RECORDED DATA:
________________________

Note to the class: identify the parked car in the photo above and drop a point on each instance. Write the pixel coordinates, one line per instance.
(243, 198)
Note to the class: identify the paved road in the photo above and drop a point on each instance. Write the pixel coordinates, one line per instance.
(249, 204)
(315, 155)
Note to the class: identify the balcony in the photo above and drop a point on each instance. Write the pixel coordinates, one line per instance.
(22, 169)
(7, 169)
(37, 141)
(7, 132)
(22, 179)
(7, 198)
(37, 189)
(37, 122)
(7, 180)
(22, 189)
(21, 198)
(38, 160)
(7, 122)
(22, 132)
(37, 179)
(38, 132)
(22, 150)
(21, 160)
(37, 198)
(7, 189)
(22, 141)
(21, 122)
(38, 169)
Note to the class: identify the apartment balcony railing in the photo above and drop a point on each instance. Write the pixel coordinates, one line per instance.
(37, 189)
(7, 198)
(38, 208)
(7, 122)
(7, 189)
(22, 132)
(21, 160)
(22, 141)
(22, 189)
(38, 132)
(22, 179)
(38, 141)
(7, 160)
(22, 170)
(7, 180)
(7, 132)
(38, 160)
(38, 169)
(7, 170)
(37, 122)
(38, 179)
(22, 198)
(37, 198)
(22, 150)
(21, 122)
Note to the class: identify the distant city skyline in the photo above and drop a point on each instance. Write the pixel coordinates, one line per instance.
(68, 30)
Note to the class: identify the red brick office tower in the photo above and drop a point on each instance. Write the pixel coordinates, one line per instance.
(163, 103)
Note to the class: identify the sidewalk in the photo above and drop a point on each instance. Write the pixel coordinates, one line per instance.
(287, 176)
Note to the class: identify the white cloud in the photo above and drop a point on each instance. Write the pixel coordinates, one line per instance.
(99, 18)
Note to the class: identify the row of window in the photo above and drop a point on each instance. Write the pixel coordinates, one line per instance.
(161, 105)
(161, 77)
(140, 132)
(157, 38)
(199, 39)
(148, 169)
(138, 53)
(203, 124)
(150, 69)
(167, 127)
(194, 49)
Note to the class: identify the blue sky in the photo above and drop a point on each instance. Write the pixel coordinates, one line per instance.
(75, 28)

________________________

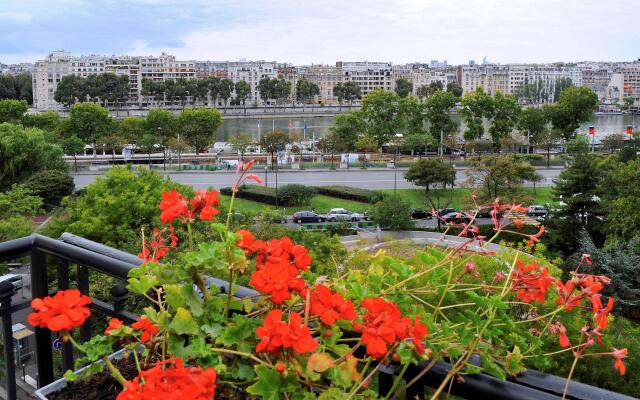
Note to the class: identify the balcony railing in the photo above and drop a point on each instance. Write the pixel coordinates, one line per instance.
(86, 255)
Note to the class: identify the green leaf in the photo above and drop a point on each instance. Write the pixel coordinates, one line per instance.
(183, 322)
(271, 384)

________________________

YOUR OBJECTIVE:
List every line of the records above that contains the word "Note", treating uppercase and lowercase as different.

RESULT BELOW:
Note to the class: identify the parked car in the photo above and drop a point on each instance. Write the pixel coordinates, one line per instance.
Note to the class: identify the paved road in the photo above and drop a point on each instance. Write the pixel coordinates, one line per instance.
Note to the class: identify the balcony in the photo above and drop a point on each instance. Write the pixel coordinates, one line per instance.
Note to the class: identify the apartment balcony railing in the photo above and drop a point on each instance. Write the pixel coordinates, one line per instance.
Note to the class: identify the distant city skyline in the photo above and drop a point on each instance. Write the pixel coordinates, one line per instance.
Note to the class: identify the red brick office tower in the photo above and drop a point on each instance. Write the pixel coordinates, one line per instance.
Note to the class: identify the sidewalk in the photo above and drop a point on each instance. Write the pixel coordinates, one line per instance.
Note to the class: identify the white cloud in the photo above and drop a point on each instance. Write the pixel coordinates, one line per instance.
Note to the class: identify the row of window in the photo above and drop a point on each instance. Write the pixel coordinates, one line per instance.
Note to the class: identify the blue sky in the photo above and drop a point on each instance. Write the pixel coordinates, one line per instance.
Note to the class: identify the balcony railing in the photo above and drop a point on each instance. Write the pixel coordinates, one line per instance.
Note to the class: identify the green leaf in the photo above and drop a point on each instance. Write the pixel coordinates, one line per instance.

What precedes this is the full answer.